■ **EXERCISE DIRECTIONS**
Repeat the data verbatim.

■ **DATASET CONTENT**
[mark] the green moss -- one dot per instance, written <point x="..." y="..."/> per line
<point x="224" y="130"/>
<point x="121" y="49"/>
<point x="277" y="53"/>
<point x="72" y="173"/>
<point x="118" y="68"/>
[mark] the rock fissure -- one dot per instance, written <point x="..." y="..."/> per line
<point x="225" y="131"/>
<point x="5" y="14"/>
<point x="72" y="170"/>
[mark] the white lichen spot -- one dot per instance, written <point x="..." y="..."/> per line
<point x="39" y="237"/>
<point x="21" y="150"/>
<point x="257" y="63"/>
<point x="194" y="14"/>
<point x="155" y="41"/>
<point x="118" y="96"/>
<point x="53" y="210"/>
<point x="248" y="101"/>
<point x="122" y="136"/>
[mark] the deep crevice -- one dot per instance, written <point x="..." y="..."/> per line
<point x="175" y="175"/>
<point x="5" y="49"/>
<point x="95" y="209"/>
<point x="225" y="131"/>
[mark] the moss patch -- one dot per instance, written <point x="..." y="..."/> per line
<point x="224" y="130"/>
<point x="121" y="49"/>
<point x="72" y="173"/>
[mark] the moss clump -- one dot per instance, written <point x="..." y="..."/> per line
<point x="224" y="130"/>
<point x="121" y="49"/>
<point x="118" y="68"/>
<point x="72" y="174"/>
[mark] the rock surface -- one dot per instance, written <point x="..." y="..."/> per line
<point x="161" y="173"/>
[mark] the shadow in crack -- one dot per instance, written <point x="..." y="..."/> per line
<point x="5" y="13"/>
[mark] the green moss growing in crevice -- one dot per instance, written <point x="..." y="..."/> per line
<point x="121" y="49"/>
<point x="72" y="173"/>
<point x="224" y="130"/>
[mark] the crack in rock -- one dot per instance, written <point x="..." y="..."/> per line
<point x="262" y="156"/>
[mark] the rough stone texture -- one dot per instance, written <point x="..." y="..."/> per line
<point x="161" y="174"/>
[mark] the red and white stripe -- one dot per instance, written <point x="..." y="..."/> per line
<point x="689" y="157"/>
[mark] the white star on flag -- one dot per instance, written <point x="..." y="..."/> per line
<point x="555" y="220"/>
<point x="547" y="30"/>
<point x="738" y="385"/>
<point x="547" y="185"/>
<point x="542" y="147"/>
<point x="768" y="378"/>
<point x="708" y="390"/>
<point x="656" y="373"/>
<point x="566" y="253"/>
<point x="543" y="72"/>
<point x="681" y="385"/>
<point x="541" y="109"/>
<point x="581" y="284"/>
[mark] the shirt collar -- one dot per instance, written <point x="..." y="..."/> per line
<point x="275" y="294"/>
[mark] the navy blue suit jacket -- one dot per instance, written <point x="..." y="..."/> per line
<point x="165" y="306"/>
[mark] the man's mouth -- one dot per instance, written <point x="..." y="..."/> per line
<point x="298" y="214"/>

■ **TASK ANSWER**
[mark] the green moss -- one dot per instance, written <point x="..." y="..."/> per line
<point x="224" y="130"/>
<point x="121" y="49"/>
<point x="277" y="53"/>
<point x="72" y="173"/>
<point x="118" y="68"/>
[mark] the rock fissure -- one dot per instance, written <point x="..." y="..."/> per line
<point x="225" y="131"/>
<point x="5" y="14"/>
<point x="72" y="170"/>
[mark] the white lichen spot -- one dot per instance, written <point x="..." y="..."/> per line
<point x="39" y="237"/>
<point x="21" y="150"/>
<point x="257" y="63"/>
<point x="194" y="14"/>
<point x="155" y="41"/>
<point x="118" y="96"/>
<point x="53" y="210"/>
<point x="248" y="101"/>
<point x="122" y="136"/>
[mark] the deep crevice -- one dot per instance, written <point x="..." y="..."/> per line
<point x="175" y="175"/>
<point x="5" y="49"/>
<point x="95" y="209"/>
<point x="225" y="131"/>
[mark] the moss patch -- one dot per instance, written <point x="..." y="..."/> per line
<point x="224" y="130"/>
<point x="121" y="49"/>
<point x="72" y="173"/>
[mark] the moss clump -- one dot per instance, written <point x="..." y="..."/> per line
<point x="224" y="130"/>
<point x="121" y="49"/>
<point x="118" y="68"/>
<point x="72" y="174"/>
[mark] the rock surface -- one dot per instance, written <point x="..." y="..."/> per line
<point x="161" y="173"/>
[mark] the shadow in crack -- one dot per instance, written <point x="..." y="..."/> per line
<point x="5" y="13"/>
[mark] the green moss growing in crevice -- one dot per instance, written <point x="..." y="..."/> per line
<point x="121" y="49"/>
<point x="72" y="173"/>
<point x="224" y="130"/>
[mark] the crack in rock -- one dot per instance, written <point x="..." y="..."/> per line
<point x="262" y="156"/>
[mark] the rough stone texture -- one dot per instance, written <point x="..." y="..."/> per line
<point x="161" y="174"/>
[mark] the red and white stripe -- one dot per instance, written <point x="..." y="..."/> per line
<point x="689" y="157"/>
[mark] the white star on flag -- one dot per instance, written <point x="..." y="..."/> per line
<point x="555" y="220"/>
<point x="547" y="30"/>
<point x="738" y="385"/>
<point x="547" y="185"/>
<point x="542" y="147"/>
<point x="768" y="378"/>
<point x="708" y="390"/>
<point x="656" y="373"/>
<point x="566" y="253"/>
<point x="543" y="72"/>
<point x="681" y="385"/>
<point x="541" y="109"/>
<point x="581" y="284"/>
[mark] the shirt collar -- one dot per instance, written <point x="..." y="..."/> per line
<point x="275" y="294"/>
[mark] the navy blue suit jacket -- one dot per instance, written <point x="..." y="..."/> per line
<point x="165" y="306"/>
[mark] the man's mouth -- one dot per instance, written <point x="..." y="..."/> per line
<point x="298" y="214"/>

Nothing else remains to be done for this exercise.